● Exercise aim
Among the records below, count the lines where "driftwood" occurs, and report that total alone.

● Source data
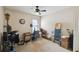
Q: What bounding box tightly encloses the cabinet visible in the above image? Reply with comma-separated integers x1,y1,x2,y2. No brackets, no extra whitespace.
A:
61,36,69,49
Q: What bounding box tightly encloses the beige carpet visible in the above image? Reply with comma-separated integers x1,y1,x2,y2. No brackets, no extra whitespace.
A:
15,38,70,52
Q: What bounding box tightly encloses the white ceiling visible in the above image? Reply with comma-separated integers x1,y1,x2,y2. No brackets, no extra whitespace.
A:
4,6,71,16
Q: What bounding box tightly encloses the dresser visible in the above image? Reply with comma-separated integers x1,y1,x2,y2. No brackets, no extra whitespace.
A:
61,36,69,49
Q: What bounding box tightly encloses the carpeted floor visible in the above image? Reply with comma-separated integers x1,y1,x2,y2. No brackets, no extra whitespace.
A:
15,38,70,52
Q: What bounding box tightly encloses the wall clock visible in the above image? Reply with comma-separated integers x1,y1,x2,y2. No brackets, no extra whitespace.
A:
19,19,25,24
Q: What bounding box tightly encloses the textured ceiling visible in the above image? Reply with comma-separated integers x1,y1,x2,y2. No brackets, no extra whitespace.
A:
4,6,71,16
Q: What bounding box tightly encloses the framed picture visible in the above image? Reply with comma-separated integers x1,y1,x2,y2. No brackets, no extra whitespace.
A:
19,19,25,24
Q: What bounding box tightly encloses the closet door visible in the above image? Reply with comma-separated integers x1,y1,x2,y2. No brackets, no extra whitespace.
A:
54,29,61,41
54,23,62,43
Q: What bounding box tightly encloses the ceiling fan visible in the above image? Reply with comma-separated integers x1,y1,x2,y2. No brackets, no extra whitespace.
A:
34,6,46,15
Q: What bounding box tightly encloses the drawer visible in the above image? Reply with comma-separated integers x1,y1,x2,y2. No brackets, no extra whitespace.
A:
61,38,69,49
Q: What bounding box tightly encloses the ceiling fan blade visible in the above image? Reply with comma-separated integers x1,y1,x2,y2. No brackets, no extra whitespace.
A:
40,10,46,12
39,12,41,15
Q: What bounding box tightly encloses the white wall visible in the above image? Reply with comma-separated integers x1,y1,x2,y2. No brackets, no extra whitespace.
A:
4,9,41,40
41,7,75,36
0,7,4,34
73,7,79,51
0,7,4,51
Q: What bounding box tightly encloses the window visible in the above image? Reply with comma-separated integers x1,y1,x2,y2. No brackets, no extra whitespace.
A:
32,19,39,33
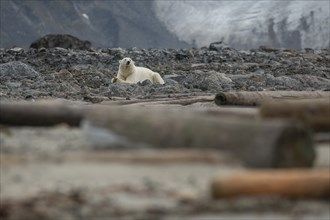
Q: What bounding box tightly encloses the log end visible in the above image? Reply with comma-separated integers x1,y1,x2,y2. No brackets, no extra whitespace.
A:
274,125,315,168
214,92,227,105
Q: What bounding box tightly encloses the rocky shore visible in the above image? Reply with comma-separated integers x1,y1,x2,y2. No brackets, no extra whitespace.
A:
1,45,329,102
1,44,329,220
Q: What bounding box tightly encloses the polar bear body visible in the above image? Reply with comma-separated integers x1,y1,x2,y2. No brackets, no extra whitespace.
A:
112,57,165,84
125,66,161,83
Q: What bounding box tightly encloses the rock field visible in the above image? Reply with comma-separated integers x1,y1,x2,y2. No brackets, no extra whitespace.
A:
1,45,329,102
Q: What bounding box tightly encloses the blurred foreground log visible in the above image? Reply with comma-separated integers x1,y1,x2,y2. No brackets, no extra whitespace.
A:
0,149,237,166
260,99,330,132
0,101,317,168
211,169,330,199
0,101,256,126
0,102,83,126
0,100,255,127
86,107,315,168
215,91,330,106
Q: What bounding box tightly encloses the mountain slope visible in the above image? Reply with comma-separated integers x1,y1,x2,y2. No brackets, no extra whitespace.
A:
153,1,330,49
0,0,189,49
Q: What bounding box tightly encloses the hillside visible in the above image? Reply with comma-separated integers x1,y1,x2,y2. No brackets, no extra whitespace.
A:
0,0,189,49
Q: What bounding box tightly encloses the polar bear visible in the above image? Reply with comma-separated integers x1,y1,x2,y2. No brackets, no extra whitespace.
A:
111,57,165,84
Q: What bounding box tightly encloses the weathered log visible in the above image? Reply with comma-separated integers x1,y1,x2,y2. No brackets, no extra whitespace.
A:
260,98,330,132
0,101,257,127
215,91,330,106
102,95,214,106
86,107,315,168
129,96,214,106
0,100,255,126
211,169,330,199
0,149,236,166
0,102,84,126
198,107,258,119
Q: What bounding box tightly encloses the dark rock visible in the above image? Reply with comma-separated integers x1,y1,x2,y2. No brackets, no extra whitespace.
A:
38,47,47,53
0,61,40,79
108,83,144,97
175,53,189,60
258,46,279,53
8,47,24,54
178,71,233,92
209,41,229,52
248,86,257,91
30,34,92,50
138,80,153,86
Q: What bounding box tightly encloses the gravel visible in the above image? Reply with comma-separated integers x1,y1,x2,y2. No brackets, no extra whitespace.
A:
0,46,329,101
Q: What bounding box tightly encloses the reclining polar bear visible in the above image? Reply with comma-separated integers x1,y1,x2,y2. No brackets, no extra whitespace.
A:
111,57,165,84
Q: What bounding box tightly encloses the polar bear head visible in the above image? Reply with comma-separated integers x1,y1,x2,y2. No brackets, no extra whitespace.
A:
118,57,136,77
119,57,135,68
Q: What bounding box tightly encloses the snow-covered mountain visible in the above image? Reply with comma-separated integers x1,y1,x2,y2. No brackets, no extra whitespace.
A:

* * *

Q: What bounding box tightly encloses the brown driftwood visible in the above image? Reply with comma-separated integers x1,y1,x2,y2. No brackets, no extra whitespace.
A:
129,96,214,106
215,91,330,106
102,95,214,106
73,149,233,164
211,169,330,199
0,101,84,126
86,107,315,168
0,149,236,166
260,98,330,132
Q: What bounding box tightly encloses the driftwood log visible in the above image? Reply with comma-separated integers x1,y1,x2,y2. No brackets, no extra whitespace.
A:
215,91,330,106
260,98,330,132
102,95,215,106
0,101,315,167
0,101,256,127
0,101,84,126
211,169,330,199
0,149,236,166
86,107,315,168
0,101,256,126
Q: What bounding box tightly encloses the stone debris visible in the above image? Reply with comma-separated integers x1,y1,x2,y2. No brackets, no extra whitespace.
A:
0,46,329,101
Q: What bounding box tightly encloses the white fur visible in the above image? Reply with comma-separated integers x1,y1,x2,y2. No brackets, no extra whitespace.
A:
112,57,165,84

==

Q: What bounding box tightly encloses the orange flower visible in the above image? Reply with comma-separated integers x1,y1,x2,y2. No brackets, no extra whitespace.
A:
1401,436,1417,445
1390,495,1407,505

● Response box
2